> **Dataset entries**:
━━━━━━━━━━━━━━━━━━━━
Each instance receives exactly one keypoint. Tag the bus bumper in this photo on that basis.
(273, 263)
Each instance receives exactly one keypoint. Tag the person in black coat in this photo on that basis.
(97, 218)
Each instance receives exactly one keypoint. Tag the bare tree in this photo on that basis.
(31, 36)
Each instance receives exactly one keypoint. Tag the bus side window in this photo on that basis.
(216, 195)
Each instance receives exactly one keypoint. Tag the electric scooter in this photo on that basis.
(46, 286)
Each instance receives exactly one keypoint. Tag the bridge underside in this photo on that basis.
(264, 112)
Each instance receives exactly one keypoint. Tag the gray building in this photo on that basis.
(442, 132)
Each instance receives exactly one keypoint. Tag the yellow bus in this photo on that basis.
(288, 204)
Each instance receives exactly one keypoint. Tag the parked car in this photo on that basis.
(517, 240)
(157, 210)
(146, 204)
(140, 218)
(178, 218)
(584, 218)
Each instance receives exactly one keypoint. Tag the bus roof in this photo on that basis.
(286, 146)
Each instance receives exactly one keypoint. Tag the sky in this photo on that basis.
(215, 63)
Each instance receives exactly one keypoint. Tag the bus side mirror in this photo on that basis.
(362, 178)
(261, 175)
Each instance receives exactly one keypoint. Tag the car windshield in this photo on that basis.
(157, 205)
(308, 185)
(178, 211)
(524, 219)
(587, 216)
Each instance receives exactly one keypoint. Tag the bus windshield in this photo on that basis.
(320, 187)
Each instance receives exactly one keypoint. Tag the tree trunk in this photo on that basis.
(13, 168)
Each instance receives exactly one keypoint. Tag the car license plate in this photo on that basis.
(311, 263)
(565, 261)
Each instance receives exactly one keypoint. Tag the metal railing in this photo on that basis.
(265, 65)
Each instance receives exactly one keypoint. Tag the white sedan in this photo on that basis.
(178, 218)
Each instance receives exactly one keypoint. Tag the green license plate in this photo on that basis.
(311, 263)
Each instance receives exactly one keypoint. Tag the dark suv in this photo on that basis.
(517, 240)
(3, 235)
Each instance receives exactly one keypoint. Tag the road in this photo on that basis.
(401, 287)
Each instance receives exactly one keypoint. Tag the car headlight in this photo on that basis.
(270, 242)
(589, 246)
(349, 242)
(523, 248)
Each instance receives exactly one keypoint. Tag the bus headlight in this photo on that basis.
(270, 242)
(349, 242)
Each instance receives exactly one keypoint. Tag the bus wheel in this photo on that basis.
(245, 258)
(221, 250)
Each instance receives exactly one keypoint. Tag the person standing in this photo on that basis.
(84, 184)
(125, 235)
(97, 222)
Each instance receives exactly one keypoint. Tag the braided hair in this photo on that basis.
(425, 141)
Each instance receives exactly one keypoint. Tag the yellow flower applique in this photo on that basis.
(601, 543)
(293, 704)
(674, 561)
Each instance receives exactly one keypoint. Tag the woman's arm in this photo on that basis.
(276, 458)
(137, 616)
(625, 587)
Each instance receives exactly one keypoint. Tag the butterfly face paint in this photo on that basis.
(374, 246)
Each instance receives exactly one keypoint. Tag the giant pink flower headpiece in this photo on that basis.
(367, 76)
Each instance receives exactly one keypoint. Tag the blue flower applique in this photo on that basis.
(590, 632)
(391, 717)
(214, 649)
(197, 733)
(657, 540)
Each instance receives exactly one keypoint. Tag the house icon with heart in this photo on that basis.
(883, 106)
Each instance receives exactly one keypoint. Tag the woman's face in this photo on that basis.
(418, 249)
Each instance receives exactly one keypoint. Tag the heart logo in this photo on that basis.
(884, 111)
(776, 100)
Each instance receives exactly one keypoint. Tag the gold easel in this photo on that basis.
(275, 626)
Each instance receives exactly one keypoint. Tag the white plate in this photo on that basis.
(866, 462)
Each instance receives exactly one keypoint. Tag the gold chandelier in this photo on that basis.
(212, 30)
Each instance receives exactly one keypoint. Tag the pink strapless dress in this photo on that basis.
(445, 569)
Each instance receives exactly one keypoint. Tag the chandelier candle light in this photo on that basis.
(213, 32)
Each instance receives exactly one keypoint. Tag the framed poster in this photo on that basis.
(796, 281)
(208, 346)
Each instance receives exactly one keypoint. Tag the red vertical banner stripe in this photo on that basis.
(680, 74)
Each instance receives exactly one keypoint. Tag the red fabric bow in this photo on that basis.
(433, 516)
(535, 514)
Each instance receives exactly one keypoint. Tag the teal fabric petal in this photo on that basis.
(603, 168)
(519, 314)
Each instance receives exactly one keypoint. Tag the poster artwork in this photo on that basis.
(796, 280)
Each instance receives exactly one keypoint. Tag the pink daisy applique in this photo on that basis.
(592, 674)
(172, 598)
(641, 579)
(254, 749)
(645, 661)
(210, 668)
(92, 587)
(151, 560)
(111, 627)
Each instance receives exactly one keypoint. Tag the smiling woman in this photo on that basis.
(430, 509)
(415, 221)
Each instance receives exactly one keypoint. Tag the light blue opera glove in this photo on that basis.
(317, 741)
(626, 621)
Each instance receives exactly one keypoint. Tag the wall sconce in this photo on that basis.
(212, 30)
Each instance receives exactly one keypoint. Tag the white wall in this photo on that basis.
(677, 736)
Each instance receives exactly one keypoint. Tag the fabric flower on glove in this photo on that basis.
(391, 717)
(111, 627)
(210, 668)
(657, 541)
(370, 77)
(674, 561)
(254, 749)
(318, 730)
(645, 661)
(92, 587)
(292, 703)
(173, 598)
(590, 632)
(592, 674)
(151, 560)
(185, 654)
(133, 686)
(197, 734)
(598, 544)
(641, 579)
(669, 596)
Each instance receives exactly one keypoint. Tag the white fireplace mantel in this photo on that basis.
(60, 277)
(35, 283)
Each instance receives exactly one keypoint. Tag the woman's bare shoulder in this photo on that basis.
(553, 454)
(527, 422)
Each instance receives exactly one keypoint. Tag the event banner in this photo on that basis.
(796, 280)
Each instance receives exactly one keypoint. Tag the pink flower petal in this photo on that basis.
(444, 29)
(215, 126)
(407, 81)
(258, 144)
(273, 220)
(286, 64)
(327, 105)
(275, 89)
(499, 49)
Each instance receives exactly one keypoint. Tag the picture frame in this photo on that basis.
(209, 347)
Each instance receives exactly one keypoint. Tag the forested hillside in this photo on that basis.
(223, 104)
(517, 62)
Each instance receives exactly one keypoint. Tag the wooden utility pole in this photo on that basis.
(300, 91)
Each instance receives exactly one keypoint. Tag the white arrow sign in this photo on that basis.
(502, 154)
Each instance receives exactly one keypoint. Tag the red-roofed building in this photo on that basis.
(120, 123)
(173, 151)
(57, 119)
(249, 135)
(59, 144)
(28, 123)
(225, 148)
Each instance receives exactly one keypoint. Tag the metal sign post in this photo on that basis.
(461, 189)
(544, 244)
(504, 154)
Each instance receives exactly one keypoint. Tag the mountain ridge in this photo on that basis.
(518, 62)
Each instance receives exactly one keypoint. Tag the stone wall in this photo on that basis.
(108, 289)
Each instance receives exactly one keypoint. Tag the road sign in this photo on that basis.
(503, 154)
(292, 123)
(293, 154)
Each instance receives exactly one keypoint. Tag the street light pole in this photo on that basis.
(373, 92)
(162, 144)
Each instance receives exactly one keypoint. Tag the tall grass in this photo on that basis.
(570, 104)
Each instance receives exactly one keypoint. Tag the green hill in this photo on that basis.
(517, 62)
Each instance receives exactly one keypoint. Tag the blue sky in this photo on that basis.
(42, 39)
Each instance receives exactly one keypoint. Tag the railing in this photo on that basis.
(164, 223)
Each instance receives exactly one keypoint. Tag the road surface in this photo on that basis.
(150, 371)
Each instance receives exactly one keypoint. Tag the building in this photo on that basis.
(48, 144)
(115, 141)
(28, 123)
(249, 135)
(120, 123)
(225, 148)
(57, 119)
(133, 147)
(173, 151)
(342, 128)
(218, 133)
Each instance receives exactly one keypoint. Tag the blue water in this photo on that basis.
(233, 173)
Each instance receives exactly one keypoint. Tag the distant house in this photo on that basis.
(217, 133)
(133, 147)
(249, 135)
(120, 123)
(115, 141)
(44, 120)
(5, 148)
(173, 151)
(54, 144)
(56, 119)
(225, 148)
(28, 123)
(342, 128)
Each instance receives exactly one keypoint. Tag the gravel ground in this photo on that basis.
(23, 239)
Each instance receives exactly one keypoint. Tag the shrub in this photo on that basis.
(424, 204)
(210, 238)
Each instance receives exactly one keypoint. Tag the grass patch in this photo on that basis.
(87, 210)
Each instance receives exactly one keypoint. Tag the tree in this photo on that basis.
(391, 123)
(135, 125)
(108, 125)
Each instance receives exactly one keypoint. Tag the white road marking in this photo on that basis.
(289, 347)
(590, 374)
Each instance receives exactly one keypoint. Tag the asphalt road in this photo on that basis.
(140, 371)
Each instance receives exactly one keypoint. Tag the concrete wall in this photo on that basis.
━━━━━━━━━━━━━━━━━━━━
> **Requirements**:
Render everything from the row containing "Each instance receives exactly one keypoint. Tag the white road" down to the last of the rows as a numbered list, dropping any blank lines.

> **Answer to this task**:
1. Each instance receives exactly one keypoint. Tag the white road marking in this photo on that basis.
2. (289, 347)
3. (590, 374)
4. Each instance receives exactly one keypoint. Tag the asphalt road in this photo on that basis.
5. (140, 371)
6. Each instance receives exactly one keypoint. Tag the concrete wall in this photo on that basis.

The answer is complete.